What is expected: Identify every line in the rows below that contains the string "smart", matching case exactly, and copy each such line in full.

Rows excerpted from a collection
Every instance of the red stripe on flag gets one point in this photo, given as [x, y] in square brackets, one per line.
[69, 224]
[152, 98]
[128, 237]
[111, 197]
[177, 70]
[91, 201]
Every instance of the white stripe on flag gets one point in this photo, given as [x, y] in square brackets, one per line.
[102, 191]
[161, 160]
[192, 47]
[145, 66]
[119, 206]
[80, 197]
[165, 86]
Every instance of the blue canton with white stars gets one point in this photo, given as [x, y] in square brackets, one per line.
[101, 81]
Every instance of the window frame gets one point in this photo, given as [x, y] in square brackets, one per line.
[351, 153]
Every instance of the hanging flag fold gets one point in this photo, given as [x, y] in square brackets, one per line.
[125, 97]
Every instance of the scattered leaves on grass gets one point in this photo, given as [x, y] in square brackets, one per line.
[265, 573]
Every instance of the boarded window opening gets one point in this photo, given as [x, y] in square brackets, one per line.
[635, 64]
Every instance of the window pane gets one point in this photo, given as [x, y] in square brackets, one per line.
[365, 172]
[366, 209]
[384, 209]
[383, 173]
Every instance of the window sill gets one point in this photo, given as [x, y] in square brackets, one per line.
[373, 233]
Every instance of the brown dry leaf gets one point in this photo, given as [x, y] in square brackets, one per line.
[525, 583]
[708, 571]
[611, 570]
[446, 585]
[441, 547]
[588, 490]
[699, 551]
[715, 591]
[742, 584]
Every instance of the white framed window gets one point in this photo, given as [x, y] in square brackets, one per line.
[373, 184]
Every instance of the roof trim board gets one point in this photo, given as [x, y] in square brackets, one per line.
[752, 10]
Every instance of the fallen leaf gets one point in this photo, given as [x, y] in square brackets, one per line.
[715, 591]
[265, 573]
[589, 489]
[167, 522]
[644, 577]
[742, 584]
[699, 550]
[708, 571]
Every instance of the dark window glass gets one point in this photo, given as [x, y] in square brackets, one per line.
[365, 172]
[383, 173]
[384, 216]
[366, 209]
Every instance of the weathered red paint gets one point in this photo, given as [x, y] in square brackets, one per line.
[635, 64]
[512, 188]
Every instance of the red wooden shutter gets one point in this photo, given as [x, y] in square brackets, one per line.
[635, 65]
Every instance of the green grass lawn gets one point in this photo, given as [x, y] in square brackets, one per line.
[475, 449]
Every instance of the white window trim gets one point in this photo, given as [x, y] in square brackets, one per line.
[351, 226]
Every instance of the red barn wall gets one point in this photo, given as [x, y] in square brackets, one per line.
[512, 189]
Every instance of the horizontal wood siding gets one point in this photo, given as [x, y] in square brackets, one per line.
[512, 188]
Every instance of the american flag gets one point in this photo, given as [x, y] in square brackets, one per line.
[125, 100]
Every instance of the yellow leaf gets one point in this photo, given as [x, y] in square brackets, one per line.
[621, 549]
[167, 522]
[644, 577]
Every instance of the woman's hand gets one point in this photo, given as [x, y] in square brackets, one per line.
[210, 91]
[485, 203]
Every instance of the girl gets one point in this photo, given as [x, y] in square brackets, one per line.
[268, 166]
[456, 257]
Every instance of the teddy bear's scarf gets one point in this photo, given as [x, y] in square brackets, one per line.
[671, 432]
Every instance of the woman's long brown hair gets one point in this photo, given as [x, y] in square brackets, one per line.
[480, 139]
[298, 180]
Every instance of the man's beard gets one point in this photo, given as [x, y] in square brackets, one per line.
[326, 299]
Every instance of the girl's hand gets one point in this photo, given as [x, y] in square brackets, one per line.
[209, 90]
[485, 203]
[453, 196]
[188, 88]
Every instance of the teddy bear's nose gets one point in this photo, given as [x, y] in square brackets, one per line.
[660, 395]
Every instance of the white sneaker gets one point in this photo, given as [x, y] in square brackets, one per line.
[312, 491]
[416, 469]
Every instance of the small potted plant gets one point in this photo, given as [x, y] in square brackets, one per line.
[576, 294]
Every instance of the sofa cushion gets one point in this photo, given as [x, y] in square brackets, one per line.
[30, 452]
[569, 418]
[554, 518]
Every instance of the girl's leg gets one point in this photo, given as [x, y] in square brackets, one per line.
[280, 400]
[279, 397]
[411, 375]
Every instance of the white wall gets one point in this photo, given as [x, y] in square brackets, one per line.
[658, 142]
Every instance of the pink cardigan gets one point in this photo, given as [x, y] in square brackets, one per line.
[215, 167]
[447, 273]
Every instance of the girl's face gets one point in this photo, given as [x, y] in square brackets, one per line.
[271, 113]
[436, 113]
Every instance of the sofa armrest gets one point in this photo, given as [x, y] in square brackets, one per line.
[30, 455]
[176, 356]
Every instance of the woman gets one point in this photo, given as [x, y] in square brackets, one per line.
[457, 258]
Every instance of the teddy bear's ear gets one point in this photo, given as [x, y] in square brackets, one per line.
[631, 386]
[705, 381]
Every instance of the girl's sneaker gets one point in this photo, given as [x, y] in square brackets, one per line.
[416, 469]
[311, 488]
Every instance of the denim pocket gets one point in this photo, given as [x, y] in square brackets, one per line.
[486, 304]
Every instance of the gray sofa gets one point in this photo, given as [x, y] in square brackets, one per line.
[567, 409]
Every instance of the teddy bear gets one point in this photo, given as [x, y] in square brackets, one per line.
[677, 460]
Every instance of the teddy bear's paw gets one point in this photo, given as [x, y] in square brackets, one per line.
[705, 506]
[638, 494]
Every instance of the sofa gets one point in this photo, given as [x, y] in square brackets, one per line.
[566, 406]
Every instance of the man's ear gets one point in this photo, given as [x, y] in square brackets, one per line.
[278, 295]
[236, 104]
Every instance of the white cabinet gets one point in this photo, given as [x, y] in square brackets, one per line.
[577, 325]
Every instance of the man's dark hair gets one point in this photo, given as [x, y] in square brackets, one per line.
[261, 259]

* * *

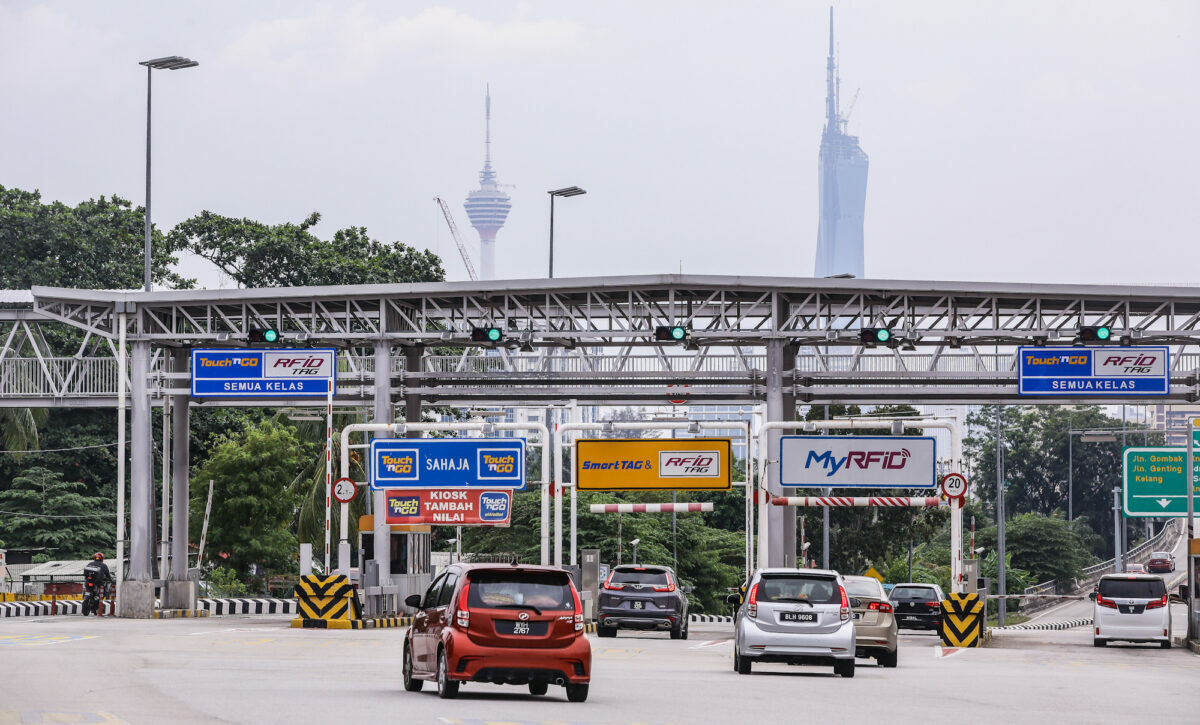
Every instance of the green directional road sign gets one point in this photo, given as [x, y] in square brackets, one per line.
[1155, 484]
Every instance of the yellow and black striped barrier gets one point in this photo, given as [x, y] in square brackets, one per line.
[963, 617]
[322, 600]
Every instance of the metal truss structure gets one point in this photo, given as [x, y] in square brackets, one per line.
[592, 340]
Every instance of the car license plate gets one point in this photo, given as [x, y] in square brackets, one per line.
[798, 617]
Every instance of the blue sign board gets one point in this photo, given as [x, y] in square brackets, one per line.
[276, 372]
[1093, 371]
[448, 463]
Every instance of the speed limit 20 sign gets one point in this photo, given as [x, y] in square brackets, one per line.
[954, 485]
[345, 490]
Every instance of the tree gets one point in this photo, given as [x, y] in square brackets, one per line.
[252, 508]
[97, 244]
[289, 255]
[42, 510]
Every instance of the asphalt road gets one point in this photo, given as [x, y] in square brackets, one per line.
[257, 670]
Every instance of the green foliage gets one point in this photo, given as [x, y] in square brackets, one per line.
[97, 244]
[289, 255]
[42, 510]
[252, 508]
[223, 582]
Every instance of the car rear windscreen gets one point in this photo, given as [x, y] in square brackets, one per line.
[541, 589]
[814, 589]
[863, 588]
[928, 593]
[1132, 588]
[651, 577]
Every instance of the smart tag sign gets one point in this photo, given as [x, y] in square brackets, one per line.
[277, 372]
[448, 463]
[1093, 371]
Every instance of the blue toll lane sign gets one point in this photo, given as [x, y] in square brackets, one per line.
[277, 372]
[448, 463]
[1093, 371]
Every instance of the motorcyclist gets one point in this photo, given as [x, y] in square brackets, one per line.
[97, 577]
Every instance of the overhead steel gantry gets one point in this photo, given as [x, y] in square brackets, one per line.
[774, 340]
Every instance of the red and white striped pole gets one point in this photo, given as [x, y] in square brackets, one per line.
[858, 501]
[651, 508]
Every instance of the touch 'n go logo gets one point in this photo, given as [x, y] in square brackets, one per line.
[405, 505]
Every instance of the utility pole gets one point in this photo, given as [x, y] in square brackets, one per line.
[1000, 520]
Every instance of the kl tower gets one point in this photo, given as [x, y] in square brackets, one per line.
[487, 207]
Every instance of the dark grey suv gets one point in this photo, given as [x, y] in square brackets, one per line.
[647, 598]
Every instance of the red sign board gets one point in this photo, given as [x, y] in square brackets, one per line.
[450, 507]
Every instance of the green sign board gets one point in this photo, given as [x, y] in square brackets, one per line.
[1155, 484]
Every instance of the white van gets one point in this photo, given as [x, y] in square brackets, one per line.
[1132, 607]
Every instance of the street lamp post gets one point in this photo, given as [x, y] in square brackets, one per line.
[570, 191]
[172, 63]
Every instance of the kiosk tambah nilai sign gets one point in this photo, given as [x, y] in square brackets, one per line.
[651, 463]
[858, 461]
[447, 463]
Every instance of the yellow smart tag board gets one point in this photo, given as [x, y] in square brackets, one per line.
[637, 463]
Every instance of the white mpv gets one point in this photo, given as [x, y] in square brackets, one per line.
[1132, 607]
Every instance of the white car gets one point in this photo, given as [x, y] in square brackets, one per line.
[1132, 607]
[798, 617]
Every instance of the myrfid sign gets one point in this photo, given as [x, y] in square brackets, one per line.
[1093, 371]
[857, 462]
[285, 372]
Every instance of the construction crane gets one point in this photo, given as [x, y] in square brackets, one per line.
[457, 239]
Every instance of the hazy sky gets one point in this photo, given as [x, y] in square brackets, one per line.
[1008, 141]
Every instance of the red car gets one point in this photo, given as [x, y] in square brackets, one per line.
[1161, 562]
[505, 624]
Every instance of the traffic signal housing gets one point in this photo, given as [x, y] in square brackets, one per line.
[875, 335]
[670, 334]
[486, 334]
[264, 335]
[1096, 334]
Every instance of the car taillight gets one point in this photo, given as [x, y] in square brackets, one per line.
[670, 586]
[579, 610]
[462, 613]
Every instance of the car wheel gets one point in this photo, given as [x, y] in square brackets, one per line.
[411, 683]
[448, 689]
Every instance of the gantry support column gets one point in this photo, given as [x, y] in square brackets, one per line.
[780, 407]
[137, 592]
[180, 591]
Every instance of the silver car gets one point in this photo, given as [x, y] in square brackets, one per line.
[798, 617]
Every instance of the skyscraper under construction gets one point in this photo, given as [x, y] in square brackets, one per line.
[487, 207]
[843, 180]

Final answer:
Every instance of the smart tag sign gets one point in this photo, given as [x, y] in square brackets, one per line.
Every instance of the yellow smart tag board gets one point in this photo, given as [x, y] in square brackets, one per line.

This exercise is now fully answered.